Task instructions >>
1. Echo the appropriations article word for word, from "Appropriations battle lines" up to and including "it begins work.".
2. According to the appropriations article, what reason does the House give for its 7% cut to HHS? Answer in one to three sentences.
3. Carry the article on lame-duck appropriations fights forward from its last sentence, writing the next part.

Appropriations battle lines for the lame duck



Illustration: Brendan Lynch/Axios
The House and Senate will have to resolve differences over issues including NIH reorganization, antitrust spending and EPA funding for next year's appropriations bills — so get ready for a busy lame duck.
Why it matters: That's not a lot of time for Congress to figure this out. Here's your cheat sheet for when it begins work.
Health care
Here are two friction points we're watching:
HHS funding: There's about a $15 billion difference between the House and Senate, with the House pursuing a 7% cut to the department, citing spending pressures under the caps outlined in the Fiscal Responsibility Act of 2023.
- The House blueprint calls for a 22% cut to the CDC and would eliminate programs for climate change and gun research. Funding for Title X family planning would be zeroed out.
- Senate appropriators would give CDC a small funding increase and maintain Title X while adding spending for pandemic preparedness.
NIH reorganization: The House's Labor-HHS bill also proposes a large-scale reorganization of NIH that would reduce the number of institutes from 27 to 15, streamline research areas and establish an oversight entity to review high-risk research proposals.
- The Senate has no such plans and would boost NIH spending by $2.05 billion over FY24 levels.
- The GOP argues that the overhaul would restore trust in science that it says was eroded during the COVID years. But Democratic critics say any discussion of the subject needs to be bipartisan and bicameral.
Tech
Here are the two main fights we'll be watching:
Antitrust spending: The Justice Department is angling for more money for its antitrust division as it ramps up efforts to reel in tech companies, but House Republicans are targeting the agency's appropriations as part of their campaign against what they call the "weaponization of the federal government."
- The antitrust unit would get at least $288 million, a record level, in the Senate's bipartisan Commerce-Justice-Science bill, compared with the House GOP bill's $193 million.
- The Senate legislation has no cap on the amount of money the division gets from merger filing fees like in the House version.
R&D dollars: The heads of tech agencies including NIST and NSF have been on the Hill this year warning that cuts would hurt efforts to outcompete Beijing and make it difficult to protect existing federal staff.

Dataset excerpts >>
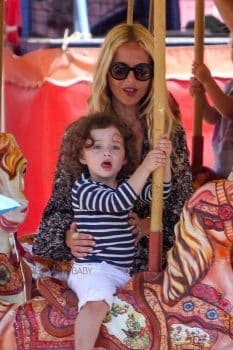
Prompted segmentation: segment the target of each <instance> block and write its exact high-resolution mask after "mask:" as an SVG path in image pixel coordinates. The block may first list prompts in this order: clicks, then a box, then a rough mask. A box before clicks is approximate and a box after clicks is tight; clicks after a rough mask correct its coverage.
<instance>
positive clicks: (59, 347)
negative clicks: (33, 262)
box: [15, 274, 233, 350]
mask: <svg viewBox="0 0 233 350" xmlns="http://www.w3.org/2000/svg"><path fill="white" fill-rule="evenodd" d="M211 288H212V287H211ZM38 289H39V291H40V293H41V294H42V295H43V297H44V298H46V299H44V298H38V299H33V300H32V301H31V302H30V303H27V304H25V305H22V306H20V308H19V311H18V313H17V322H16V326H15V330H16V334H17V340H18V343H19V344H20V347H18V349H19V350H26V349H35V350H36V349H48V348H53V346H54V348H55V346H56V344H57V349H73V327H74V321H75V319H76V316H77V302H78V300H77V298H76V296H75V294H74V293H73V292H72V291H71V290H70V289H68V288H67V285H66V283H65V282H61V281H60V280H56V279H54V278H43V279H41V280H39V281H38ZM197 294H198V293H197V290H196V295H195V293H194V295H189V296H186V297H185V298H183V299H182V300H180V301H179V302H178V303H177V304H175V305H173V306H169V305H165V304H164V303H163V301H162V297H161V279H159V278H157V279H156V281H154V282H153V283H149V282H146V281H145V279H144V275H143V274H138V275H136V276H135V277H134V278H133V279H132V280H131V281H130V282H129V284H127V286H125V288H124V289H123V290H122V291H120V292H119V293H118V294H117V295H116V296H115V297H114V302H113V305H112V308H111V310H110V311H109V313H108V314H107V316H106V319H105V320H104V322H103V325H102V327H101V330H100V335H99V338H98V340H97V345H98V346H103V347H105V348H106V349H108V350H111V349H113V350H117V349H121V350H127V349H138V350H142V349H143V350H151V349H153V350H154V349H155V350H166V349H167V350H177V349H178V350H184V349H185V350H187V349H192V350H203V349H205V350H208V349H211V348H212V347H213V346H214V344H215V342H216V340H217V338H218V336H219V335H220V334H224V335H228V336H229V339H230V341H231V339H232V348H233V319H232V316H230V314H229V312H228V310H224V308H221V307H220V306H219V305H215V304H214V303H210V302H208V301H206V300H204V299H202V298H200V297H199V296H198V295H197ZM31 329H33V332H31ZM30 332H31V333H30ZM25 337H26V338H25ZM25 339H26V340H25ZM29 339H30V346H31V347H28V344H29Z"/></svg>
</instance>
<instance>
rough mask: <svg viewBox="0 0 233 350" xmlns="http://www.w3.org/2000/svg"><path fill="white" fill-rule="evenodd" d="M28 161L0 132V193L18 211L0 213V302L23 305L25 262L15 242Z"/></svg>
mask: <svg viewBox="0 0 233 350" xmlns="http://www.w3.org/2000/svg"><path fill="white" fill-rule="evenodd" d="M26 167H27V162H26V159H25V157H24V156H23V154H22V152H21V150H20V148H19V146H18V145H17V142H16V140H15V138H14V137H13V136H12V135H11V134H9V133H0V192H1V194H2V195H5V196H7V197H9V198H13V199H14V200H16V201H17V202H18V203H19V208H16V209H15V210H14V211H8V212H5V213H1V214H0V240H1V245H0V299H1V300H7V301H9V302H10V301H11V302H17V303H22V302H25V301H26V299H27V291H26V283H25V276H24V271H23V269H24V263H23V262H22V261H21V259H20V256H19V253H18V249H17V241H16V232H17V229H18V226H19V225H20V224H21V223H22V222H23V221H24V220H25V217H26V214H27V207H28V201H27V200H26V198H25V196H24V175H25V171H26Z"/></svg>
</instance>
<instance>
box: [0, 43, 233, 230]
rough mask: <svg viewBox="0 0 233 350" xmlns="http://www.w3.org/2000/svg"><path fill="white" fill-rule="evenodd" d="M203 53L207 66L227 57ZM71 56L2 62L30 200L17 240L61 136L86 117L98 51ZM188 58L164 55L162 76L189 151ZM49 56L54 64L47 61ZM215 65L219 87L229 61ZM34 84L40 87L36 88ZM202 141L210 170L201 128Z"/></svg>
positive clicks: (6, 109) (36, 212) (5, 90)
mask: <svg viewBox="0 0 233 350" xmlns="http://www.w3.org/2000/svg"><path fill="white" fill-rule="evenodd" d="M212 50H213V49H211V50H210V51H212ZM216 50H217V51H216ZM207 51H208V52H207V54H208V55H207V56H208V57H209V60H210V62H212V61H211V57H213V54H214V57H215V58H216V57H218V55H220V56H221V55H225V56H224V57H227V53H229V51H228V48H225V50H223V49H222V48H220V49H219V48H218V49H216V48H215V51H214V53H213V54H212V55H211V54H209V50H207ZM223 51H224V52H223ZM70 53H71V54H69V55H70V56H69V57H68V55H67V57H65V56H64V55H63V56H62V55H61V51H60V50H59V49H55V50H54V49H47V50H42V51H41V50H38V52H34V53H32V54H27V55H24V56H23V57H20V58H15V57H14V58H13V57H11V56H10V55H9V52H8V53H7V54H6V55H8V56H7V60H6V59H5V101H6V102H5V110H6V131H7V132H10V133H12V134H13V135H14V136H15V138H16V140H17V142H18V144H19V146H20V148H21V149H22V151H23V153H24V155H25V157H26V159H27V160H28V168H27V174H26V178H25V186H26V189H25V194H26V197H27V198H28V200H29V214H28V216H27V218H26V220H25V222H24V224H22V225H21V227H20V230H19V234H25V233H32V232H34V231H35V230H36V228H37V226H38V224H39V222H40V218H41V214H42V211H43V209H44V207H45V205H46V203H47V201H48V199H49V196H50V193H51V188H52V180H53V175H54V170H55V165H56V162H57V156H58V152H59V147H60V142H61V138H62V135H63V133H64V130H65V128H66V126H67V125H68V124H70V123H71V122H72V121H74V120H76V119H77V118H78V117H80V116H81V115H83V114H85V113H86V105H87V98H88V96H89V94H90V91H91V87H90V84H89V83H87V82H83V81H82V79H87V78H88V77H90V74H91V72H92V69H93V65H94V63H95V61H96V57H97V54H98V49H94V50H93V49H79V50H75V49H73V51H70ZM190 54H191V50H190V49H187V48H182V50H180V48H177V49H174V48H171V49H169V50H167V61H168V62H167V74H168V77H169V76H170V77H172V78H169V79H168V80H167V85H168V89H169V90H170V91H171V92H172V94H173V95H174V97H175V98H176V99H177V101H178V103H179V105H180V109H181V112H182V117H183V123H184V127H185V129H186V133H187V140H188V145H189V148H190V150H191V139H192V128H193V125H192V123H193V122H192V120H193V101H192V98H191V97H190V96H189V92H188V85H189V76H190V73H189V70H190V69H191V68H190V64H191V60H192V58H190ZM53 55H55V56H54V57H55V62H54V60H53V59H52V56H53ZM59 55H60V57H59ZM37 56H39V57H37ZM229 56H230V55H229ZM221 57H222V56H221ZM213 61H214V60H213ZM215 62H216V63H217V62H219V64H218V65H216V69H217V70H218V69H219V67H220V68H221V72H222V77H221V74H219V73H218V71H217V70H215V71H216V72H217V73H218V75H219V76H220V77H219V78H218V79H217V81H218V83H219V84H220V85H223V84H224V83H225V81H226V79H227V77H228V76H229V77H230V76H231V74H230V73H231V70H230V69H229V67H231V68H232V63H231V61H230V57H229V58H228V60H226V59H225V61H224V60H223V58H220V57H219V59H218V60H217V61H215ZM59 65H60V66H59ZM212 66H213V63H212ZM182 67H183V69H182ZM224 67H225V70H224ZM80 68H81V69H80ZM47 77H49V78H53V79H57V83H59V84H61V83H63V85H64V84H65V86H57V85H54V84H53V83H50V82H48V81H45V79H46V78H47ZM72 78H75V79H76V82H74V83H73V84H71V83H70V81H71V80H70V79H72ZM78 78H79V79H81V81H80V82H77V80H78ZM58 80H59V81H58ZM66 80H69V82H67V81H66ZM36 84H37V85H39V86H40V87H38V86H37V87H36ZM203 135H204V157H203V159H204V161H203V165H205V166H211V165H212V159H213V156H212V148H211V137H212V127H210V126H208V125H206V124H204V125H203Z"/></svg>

Answers to each task >>
1.
Appropriations battle lines for the lame duck



Illustration: Brendan Lynch/Axios
The House and Senate will have to resolve differences over issues including NIH reorganization, antitrust spending and EPA funding for next year's appropriations bills — so get ready for a busy lame duck.
Why it matters: That's not a lot of time for Congress to figure this out. Here's your cheat sheet for when it begins work.

2. The House cites spending pressures under the caps set out in the Fiscal Responsibility Act of 2023.

3.
- House Republicans are looking to give NSF a 2% increase above FY24 to $9.3 billion, while the Senate's aiming for $9.55 billion.
- In the House GOP bill, NIST would get $1.4 billion, 3% below this year's level and $83.5 million below the president's ask.
- The Senate bill would provide about $1.54 billion and notably would fund the U.S. AI Safety Institute, which is housed at NIST.
Energy
The Senate moved both its energy-water and Interior-EPA funding bills out of committee just before recess.
- They're likely a good predictor of where negotiators will end up on top-line spending levels in any approps deal.
The two main fights we're watching:
EPA funding: House Republicans' proposed 20% cut to EPA isn't going to stand, but the agency is headed for another year of constrained funding.
Riders: The big ones include an attempt by House Republicans to toss out the Biden administration's LNG export permitting pause and halt EPA auto emissions and power plant rules.
- But on energy-water, the House is in something of a weak position after leadership was forced to pull the bill from the floor last month.
- Republicans were threatening to vote against it over perceived excessive spending, parochial water project funding and a battery storage provision.
What we're watching: Proposals in the spending bills to force Interior to list copper as a "critical mineral" and respond to the so-called Rosemont decision on mine waste have bipartisan support.
- Sen. Joe Manchin's permitting overhaul is a candidate to ride on a year-end omnibus if he can get the blessing from House Republicans.